§ **TEXTO DO DOCUMENTO**:
/---

Como é que Bobby Robson ganhava o balneário?

Robson é a minha referência. Dou um exemplo: um dia o Robson passa pela cabine e de repente manda-se para o chão agarrado a uma perna.

Atirou-se para o chão?

Atirou-se e depois dizia: "Capucho." Tudo porque o Capucho passava os treinos a mandar-se para o chão com um toquezinho qualquer. Uma vez, num jogo contra o Estrela, estávamos a ganhar 3-0, eu ainda não tinha marcado e ele tirou-me. Estava convencido de que ia marcar nos últimos minutos, ainda por cima estava a lutar pelo título de melhor marcador, mas mesmo assim saí. Nem o cumprimentei no banco, depois, estou no banho e ele aparece a sorrir. Viro-me de lado, vou para o autocarro - desde o tempo do Manuel Fernandes, o capitão sentava-se sempre no lugar da frente, à direita, na fila ao lado da do treinador - o Robson depois senta-se ao meu lado e passa o tempo a gozar comigo, a dar-me toques na perna. Desmanchei-me a rir. Se fosse com outro qualquer...

\---

§ **DADOS FORNECIDOS**:
/---

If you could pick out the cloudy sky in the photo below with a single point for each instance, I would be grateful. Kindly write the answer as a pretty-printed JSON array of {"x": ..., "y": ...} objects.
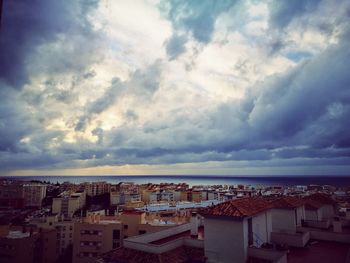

\---

§ **PROBLEMAS**:
• A. Podes transcrever, palavra por palavra, o trecho da entrevista sobre Bobby Robson entre "Atirou-se para o" e "com outro qualquer...", inclusive?
• B. Como se traduz para inglês esta frase da entrevista sobre Bobby Robson: "Tudo porque o Capucho passava os treinos a mandar-se para o chão com um toquezinho qualquer."?
• C. Podes prolongar a entrevista sobre Bobby Robson a partir do ponto em que termina?
Estes dados provêm de outra fonte.

§ **RESPOSTAS**:
• A.
Atirou-se para o chão?

Atirou-se e depois dizia: "Capucho." Tudo porque o Capucho passava os treinos a mandar-se para o chão com um toquezinho qualquer. Uma vez, num jogo contra o Estrela, estávamos a ganhar 3-0, eu ainda não tinha marcado e ele tirou-me. Estava convencido de que ia marcar nos últimos minutos, ainda por cima estava a lutar pelo título de melhor marcador, mas mesmo assim saí. Nem o cumprimentei no banco, depois, estou no banho e ele aparece a sorrir. Viro-me de lado, vou para o autocarro - desde o tempo do Manuel Fernandes, o capitão sentava-se sempre no lugar da frente, à direita, na fila ao lado da do treinador - o Robson depois senta-se ao meu lado e passa o tempo a gozar comigo, a dar-me toques na perna. Desmanchei-me a rir. Se fosse com outro qualquer...

• B. All because Capucho spent the training sessions throwing himself to the ground at the slightest touch.

• C.
Qual foi o melhor jogador que tiveste ao lado? Balakov?

Foi um dos melhores. Quando o Balakov chegou ao Sporting ficámos todos muito assustados porque ele praticamente não conseguia controlar uma bola. Estava a treinar à experiência e tinha grande ansiedade em mostrar-se. Depois disso, começou a jogar e foi o que se viu.

Nessa fase, como foi possível o Sporting não ganhar nada de especial?

Pois... apenas uma Taça e uma Supertaça. Talvez por ter sido uma altura de transição... Tínhamos excelente grupo, média de idades de 24/25 anos, havia ali futuro para uns dez anos, um treinador inglês com currículo, mas não se soube aproveitar isso. Talvez por influências, maus conselheiros, interesses vindos de fora...

Até parece que estamos falar do Sporting de hoje.

Aprendi com os meus pais que devia sempre dizer a verdade: no passado, se estivesse a acontecer o que se passa hoje, de certeza que muita coisa já tinha mudado no Sporting.

Chegaste a falar com Bettencourt para discutir um regresso ao Sporting?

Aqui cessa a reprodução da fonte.